Return exactly the lines of the data below, from the one that contains "Target: street lamp post" through the final line, and leave out every picture.
### INPUT RECORDS
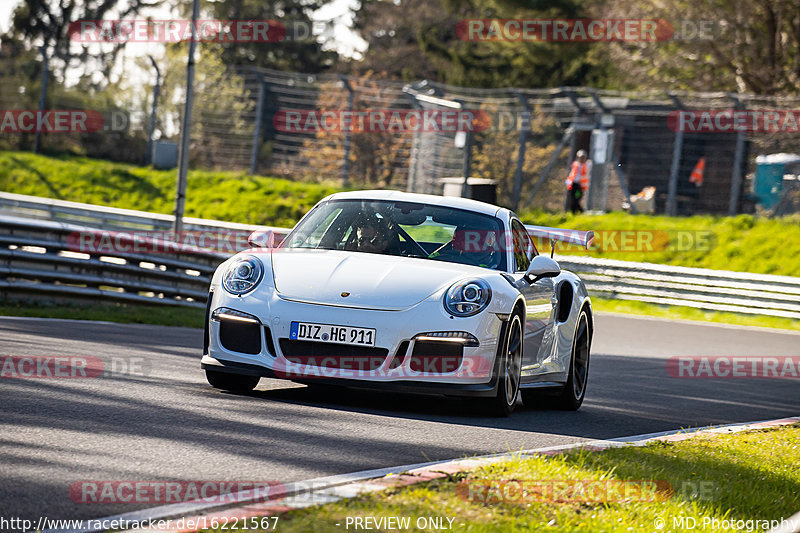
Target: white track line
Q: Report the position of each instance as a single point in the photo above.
(332, 488)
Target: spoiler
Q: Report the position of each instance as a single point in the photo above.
(584, 238)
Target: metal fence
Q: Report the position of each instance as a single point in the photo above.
(39, 259)
(526, 148)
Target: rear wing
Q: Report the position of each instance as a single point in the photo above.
(583, 238)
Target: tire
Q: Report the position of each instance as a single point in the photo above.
(508, 369)
(231, 382)
(574, 390)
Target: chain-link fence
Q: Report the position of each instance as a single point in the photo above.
(689, 147)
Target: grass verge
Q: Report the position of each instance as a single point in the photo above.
(690, 313)
(743, 476)
(160, 315)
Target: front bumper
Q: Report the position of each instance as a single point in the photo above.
(396, 337)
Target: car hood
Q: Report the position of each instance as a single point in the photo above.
(372, 281)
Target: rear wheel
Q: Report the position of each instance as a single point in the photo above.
(574, 390)
(509, 369)
(231, 382)
(570, 396)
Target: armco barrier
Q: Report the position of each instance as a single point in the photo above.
(37, 262)
(718, 290)
(183, 279)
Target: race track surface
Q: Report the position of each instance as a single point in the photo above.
(163, 422)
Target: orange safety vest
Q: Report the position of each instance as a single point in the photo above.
(696, 176)
(583, 170)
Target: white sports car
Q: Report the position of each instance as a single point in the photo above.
(404, 292)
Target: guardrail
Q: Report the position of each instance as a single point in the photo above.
(98, 216)
(39, 260)
(183, 279)
(718, 290)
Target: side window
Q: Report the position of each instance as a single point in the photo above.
(523, 247)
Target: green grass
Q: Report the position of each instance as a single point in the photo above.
(229, 196)
(743, 243)
(690, 313)
(161, 315)
(751, 475)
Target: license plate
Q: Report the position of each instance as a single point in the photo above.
(330, 333)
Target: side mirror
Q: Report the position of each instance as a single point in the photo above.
(542, 267)
(262, 238)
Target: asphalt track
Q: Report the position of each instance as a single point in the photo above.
(161, 421)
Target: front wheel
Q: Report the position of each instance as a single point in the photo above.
(574, 390)
(509, 369)
(231, 382)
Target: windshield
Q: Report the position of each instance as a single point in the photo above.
(405, 229)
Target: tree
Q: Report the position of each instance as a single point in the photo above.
(46, 23)
(741, 46)
(298, 51)
(415, 39)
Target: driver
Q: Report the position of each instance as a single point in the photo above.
(373, 235)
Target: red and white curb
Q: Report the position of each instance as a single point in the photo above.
(330, 489)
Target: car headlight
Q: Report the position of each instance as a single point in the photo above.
(467, 298)
(243, 275)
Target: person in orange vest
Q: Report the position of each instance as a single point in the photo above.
(580, 171)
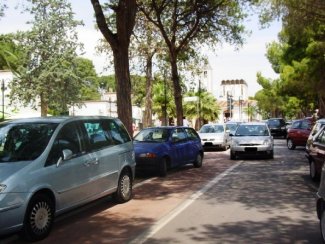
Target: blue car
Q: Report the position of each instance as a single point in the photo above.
(165, 147)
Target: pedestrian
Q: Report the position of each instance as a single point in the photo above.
(185, 122)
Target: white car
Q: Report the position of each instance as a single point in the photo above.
(252, 139)
(214, 136)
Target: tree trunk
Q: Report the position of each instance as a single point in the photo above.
(147, 122)
(119, 42)
(177, 91)
(44, 107)
(123, 87)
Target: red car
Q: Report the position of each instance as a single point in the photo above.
(298, 133)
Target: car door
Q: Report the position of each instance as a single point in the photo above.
(180, 147)
(106, 152)
(71, 179)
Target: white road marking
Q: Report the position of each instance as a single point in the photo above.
(164, 220)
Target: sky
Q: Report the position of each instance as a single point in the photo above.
(226, 62)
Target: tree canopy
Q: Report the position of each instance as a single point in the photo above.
(47, 75)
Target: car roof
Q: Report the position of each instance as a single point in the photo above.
(253, 123)
(52, 119)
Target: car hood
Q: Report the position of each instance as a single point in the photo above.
(9, 169)
(141, 147)
(211, 135)
(250, 139)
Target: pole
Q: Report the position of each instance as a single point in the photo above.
(3, 98)
(199, 125)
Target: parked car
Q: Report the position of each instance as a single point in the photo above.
(298, 133)
(214, 136)
(318, 157)
(252, 139)
(316, 127)
(316, 154)
(277, 127)
(51, 165)
(231, 126)
(165, 147)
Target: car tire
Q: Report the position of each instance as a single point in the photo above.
(124, 188)
(312, 171)
(39, 218)
(163, 168)
(232, 155)
(322, 225)
(290, 144)
(198, 161)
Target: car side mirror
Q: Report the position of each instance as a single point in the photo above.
(66, 155)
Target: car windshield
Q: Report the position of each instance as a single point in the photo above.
(231, 127)
(252, 130)
(212, 129)
(152, 135)
(23, 142)
(274, 122)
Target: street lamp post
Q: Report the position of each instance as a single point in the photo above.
(3, 98)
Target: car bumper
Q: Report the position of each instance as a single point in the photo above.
(147, 164)
(11, 214)
(255, 150)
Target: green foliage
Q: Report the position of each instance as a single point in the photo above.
(85, 70)
(48, 74)
(10, 53)
(210, 110)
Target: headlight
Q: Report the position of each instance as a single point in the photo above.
(267, 142)
(235, 143)
(2, 187)
(147, 155)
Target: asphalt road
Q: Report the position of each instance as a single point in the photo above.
(238, 201)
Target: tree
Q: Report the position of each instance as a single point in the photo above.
(188, 24)
(47, 75)
(124, 13)
(10, 53)
(85, 70)
(302, 43)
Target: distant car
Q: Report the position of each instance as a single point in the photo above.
(277, 127)
(298, 133)
(214, 136)
(51, 165)
(316, 154)
(252, 139)
(162, 148)
(316, 127)
(231, 126)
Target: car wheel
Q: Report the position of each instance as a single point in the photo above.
(163, 167)
(322, 225)
(124, 188)
(232, 155)
(312, 171)
(39, 218)
(290, 144)
(198, 161)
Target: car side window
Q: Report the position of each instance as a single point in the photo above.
(321, 137)
(98, 134)
(178, 135)
(118, 132)
(295, 125)
(191, 134)
(68, 138)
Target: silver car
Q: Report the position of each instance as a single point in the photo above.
(252, 139)
(214, 136)
(51, 165)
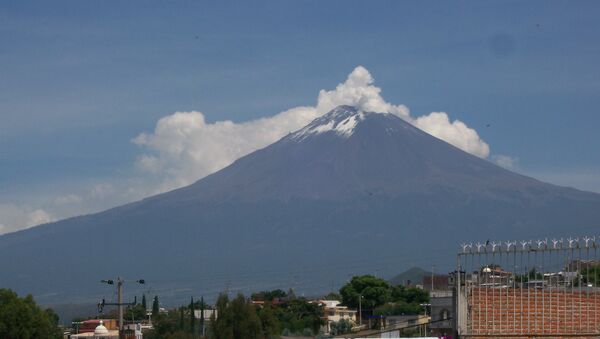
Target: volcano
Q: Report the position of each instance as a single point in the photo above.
(352, 192)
######
FINISHED TASK
Target: street lamp post
Q: Report the position of each instance as a single point in the photo above.
(3, 98)
Target: car bumper
Q: Report the position of each instance as a single point in the photo above.
(147, 164)
(11, 214)
(255, 150)
Target: green foliage
Q: Report the position of each instance as a single point in the photo above.
(85, 70)
(48, 74)
(10, 53)
(210, 110)
Target: headlight
Q: Report the position of each instance as a single point in the photo above.
(267, 142)
(235, 143)
(2, 187)
(147, 155)
Target: asphalt road
Q: Report the position of each instance as a single point in the photo above.
(238, 201)
Target: tree
Q: Report the position of each instance as a single point in the photo above.
(188, 24)
(47, 75)
(124, 13)
(10, 53)
(85, 70)
(302, 43)
Target: distant car
Q: Report the position of each instance as a single point in the photo above.
(277, 127)
(298, 133)
(214, 136)
(51, 165)
(316, 154)
(252, 139)
(162, 148)
(316, 127)
(231, 126)
Target: car wheel
Q: Report the position of each instance as a single point in the photo above.
(163, 167)
(322, 225)
(124, 188)
(232, 155)
(312, 171)
(39, 218)
(290, 144)
(198, 161)
Target: car side window
Q: Report the position of each instance as a single point in the photo above.
(321, 137)
(98, 134)
(178, 135)
(118, 132)
(295, 125)
(191, 134)
(68, 138)
Target: silver car
Q: Report the position of each instance as a single point in the photo above.
(252, 139)
(214, 136)
(51, 165)
Target: volcano
Q: Report the position of each instance as a single point in the photo above.
(352, 192)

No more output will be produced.